WHAT THIS EXERCISE ASKS.
#1 Translate this sentence from the paper on video meteor observations into Spanish: "Video meteor observations have been performed by amateur astronomers for more than ten years."
#2 Echo the passage of the paper on video meteor observations from "History and Current" up to and including "1989, Fujiwara 1993].".
#3 According to the paper on video meteor observations, which amateur observers were the first to use low-light-level video systems, and in what years?

DOCUMENT SEGMENT.

Video Observations of Meteors: History, Current Status and Future Prospects

Video meteor observations have been performed by amateur astronomers for more than ten years. They enjoy a rapidly increasing interest in the meteor community and will evolve into a powerful tool for amateur observers in the near future. Video meteor observation is the key to a fundamental increase of our knowledge about meteoroid populations and their interaction with the Earth's atmosphere.
In this paper we want to summarize the history of video meteor observation and describe the current state of affairs. We discuss problems and limitations and propose future projects. The paper is intended to serve as basis for the foundation of appropriate organizational structures within the International Meteor Organziation.

History and Current Status

Professional astronomers started to use image intensified systems in connection with film equipment already in the sixties and seventies of our century [Hawkes 1993]. Among amateurs, Japanese (1986) and Dutch (1987) observers have been the first using low-light-level video systems [de Lignie & Jobse 1989, Fujiwara 1993].
At the beginning, there were only XT personal computer and rudimentary frame grabber cards available. Thus, most of the video tape analysis had to be done manually. The main advantage compared to visual observations was the increase in positional accuracy by orders of magnitude. In addition, video systems where much more efficient than photocameras, since they could record meteors down to magnitude +6 and fainter.
In the beginning of the nineties, new amateur groups started indepently to use that technology in several European countries like Austria, Germany and the United Kingdom. Thanks to the increasing power of computer hardware, more and more problems could be solved computer aided. First attemps for the automatic video tape inspection were reported in 1993, and the analysis software for video meteors became much more efficient. However, the major breakthrough did not happen before 1995/96, when image intensifiers became cheap enough to be efforded by a larger group of amateurs [Molau & Nitschke 1996].

ENTRIES SUPPLIED.
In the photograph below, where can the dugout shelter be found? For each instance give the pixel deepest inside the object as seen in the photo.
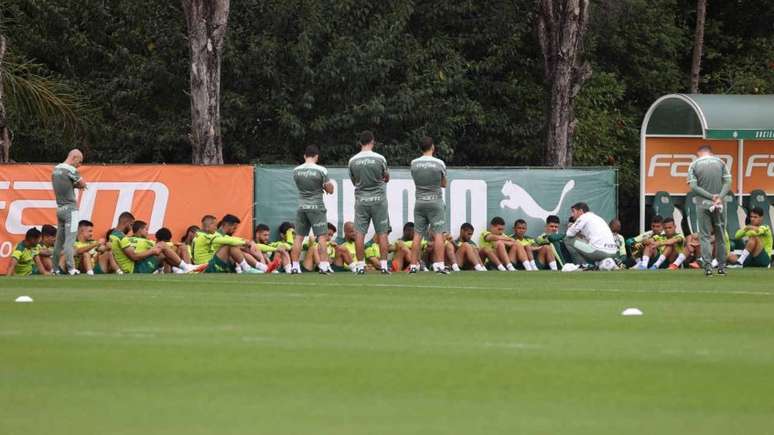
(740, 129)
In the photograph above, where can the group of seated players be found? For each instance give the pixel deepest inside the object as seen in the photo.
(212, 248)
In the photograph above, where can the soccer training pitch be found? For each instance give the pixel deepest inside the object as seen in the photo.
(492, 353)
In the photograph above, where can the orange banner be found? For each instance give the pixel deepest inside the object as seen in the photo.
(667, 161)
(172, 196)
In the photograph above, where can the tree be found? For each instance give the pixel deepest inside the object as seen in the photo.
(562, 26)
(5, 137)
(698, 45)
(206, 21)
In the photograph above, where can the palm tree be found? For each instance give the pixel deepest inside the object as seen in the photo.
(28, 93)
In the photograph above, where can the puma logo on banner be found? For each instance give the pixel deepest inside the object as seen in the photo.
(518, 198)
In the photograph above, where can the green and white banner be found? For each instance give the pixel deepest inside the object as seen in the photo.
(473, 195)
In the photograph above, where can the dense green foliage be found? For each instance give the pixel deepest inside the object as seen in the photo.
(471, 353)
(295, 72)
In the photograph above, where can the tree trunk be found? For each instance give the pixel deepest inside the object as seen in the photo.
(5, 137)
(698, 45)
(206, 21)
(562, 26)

==

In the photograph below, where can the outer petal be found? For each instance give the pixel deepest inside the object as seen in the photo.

ANSWERS TO EACH TASK.
#1 Las observaciones de meteoros en video han sido realizadas por astrónomos aficionados durante más de diez años.

#2
History and Current Status

Professional astronomers started to use image intensified systems in connection with film equipment already in the sixties and seventies of our century [Hawkes 1993]. Among amateurs, Japanese (1986) and Dutch (1987) observers have been the first using low-light-level video systems [de Lignie & Jobse 1989, Fujiwara 1993].

#3 Japanese observers (1986) and Dutch observers (1987).